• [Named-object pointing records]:
'''

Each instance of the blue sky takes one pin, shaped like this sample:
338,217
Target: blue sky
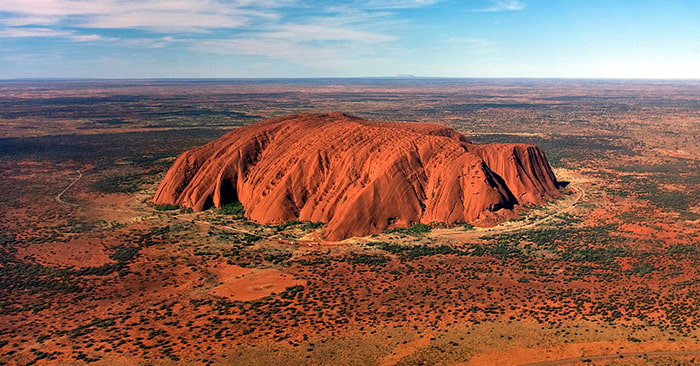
349,38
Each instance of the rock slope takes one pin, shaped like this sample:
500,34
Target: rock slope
360,177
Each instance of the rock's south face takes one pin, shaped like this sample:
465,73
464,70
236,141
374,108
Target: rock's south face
360,177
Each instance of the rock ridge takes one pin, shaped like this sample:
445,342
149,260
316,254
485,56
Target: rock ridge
359,177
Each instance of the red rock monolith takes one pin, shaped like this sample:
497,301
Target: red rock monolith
360,177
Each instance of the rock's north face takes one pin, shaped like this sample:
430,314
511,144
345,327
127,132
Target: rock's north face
360,177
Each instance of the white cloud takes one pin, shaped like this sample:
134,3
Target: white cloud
322,32
32,32
504,5
91,38
391,4
153,15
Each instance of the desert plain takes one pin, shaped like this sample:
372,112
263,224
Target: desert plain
92,271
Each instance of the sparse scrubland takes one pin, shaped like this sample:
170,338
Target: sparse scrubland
101,275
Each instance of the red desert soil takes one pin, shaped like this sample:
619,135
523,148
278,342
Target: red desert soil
246,284
360,177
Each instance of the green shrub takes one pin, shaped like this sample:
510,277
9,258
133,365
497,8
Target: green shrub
232,209
166,207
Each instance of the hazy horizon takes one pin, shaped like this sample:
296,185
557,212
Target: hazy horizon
193,39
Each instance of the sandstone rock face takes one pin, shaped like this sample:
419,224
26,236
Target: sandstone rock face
360,177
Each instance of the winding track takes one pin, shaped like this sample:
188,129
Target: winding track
59,197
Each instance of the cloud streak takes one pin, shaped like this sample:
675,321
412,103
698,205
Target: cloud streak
504,5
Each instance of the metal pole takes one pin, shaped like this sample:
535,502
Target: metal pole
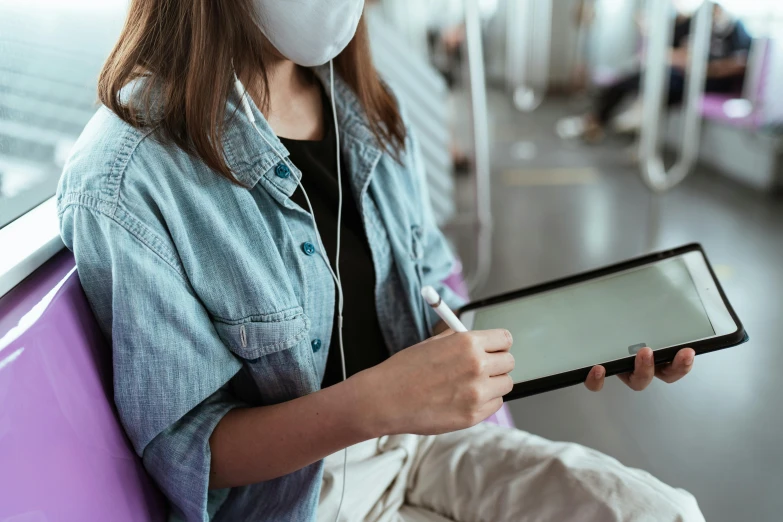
528,49
478,95
654,173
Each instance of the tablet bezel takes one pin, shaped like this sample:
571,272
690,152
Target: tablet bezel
728,328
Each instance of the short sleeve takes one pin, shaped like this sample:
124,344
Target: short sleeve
170,366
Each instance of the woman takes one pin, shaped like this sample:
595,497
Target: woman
197,249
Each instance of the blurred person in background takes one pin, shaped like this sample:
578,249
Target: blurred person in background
729,47
204,204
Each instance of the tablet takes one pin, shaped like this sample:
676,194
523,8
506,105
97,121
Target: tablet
667,301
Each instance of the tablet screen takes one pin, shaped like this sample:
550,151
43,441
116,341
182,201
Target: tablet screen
601,320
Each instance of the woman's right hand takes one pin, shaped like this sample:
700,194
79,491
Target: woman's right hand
446,383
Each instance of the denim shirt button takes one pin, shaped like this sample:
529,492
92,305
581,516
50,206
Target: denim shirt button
282,170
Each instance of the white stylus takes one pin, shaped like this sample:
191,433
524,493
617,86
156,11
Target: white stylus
432,298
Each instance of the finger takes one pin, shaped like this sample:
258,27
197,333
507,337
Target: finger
498,387
492,340
595,379
643,373
678,368
499,363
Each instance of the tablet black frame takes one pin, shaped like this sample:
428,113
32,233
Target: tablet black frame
663,356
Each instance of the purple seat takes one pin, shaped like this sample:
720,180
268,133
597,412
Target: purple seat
718,107
63,453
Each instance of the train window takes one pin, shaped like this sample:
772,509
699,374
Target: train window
50,56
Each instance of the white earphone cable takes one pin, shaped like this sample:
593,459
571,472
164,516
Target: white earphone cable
335,275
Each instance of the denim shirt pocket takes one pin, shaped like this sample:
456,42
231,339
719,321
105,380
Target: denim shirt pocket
257,336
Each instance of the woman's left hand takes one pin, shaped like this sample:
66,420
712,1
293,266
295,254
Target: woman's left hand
645,370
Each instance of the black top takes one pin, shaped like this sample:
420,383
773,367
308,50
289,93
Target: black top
363,342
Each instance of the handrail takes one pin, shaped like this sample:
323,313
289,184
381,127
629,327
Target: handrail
478,96
528,49
655,76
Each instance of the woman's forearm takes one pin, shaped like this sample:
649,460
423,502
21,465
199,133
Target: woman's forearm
251,445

'''

• [WORK TO DO]:
From the line containing "Each instance of the white earphone" through the final line of the listing above, retype every line exactly; leave out everything else.

• [SOLUTION FOR THIS EXERCISE]:
Each instance of the white earphone cable takes one pin, shaped like this sample:
593,459
571,472
164,516
Target: white earphone cable
335,275
Each instance of the denim shirt pocket takes one pin, shaped like this sample:
456,42
231,339
719,321
105,380
Target: denim shirt pocket
257,336
Each instance of the woman's left hand takes one pin, shaped like this sample:
66,420
712,1
293,266
295,254
Target: woman's left hand
645,370
Each instance of the black top takes one pin, shaped like this sample:
420,383
773,367
308,50
289,93
Target: black top
363,342
Each instance of the handrail takes one pin, shaped like this sample:
323,313
289,184
381,127
629,327
Target: handrail
478,96
528,49
655,76
Each instance of the woman's forearm takes one pin, shaped like this sample:
649,460
423,502
21,465
199,133
Target: woman's forearm
251,445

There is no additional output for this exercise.